柴田淳 苦難の果てに取り戻した“私の声

本来の声で歌えている実感

──アルバムのラストには「嘆きの丘」という感動的な1曲が。温かなメッセージが込められた愛の歌だと思います。

鋭さとか怒りとかを感じさせるアルバムですけど、この曲が最後にあることで救いになってるかなって思います。私は初期の頃からとにかく感情ばかりを描きがちで、情景描写が苦手だったんですよ。でもこの曲は最初から最後まで情景描写で書くことができたので、自分としてはすごくうれしいんですよね。今回も制作過程ではいろんなことがあったので、できたときには思わず泣いてしまったくらいで。それくらい大事な1曲になりました。皆さんにはぜひ、目をつぶって情景を思い浮かべながら聴いてもらいたいなって思いますね。

---+---

▶ _課題内容_
柴田淳のインタビューから、「鋭さとか怒りとかを感じさせる」で始まり「もらいたいなって思いますね。」で終わる部分を、一字も変えずに出力してください。

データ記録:
---+---

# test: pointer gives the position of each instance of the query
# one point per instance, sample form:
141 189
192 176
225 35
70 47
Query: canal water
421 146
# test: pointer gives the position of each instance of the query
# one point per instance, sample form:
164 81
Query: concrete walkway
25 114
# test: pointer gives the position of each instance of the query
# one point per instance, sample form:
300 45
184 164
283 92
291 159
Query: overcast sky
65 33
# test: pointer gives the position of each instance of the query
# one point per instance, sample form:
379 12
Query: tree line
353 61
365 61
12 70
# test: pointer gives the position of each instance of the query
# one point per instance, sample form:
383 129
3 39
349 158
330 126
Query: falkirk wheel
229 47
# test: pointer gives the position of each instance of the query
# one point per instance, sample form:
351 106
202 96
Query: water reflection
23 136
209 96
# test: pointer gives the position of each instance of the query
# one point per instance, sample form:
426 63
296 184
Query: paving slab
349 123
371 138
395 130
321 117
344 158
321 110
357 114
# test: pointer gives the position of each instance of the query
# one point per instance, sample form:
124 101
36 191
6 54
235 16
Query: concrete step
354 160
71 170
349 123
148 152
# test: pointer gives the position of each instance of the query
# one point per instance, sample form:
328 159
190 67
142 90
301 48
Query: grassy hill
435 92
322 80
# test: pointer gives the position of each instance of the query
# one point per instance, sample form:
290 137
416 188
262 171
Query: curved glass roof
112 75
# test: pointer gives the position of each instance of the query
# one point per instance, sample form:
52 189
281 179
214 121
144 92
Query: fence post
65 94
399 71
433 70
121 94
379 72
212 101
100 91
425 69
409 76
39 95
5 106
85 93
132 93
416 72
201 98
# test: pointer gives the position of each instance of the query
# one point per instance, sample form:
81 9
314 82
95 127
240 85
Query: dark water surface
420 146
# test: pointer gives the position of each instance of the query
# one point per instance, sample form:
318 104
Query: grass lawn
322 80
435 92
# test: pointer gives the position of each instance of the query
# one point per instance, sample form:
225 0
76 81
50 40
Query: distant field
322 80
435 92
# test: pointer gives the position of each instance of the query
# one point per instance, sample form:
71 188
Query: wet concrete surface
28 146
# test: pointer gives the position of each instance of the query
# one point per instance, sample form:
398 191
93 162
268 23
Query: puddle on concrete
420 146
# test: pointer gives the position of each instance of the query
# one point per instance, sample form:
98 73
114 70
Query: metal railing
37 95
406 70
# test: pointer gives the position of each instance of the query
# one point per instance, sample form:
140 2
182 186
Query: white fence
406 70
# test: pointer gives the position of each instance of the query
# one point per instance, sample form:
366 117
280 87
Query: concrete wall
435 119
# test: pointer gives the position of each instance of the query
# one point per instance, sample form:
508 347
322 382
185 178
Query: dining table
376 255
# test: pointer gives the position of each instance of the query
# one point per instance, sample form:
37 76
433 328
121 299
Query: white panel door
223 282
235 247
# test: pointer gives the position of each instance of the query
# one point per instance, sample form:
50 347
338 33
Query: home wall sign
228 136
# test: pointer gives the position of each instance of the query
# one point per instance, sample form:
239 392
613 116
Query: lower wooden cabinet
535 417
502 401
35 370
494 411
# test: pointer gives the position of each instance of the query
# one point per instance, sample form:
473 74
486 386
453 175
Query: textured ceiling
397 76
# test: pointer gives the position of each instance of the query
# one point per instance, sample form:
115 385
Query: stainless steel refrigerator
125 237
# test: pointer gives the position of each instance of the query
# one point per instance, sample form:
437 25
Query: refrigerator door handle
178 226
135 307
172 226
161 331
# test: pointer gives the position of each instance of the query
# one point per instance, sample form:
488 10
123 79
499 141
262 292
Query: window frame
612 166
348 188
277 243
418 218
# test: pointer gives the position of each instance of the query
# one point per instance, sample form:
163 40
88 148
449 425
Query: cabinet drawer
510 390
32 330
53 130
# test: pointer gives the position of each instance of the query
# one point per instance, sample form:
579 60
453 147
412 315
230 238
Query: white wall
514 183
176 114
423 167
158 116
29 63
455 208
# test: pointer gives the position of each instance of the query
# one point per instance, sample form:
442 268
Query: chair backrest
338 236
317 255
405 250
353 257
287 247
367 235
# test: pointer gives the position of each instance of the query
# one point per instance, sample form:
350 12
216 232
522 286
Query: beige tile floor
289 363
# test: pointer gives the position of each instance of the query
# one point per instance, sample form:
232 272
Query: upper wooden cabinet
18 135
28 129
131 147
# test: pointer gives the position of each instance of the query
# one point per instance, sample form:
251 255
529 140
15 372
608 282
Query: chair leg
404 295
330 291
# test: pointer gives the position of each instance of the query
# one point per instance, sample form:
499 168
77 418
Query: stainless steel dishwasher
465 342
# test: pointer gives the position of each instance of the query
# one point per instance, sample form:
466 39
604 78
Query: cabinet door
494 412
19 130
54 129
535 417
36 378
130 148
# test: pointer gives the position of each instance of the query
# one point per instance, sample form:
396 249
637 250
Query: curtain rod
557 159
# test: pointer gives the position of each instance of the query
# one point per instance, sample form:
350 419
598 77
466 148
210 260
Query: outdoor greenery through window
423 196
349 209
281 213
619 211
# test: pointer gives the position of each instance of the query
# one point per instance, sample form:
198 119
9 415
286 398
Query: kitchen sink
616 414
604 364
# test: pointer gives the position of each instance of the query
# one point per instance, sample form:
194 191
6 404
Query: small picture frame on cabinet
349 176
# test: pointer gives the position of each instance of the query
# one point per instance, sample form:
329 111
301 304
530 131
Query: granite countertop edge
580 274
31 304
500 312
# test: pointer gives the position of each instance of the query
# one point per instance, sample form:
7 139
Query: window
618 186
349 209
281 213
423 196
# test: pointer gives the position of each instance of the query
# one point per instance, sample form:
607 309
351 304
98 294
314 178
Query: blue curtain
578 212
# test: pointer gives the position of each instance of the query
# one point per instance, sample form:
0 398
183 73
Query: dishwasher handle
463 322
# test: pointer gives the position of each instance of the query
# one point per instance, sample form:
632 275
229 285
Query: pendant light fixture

---+---

▶ _解答_
鋭さとか怒りとかを感じさせるアルバムですけど、この曲が最後にあることで救いになってるかなって思います。私は初期の頃からとにかく感情ばかりを描きがちで、情景描写が苦手だったんですよ。でもこの曲は最初から最後まで情景描写で書くことができたので、自分としてはすごくうれしいんですよね。今回も制作過程ではいろんなことがあったので、できたときには思わず泣いてしまったくらいで。それくらい大事な1曲になりました。皆さんにはぜひ、目をつぶって情景を思い浮かべながら聴いてもらいたいなって思いますね。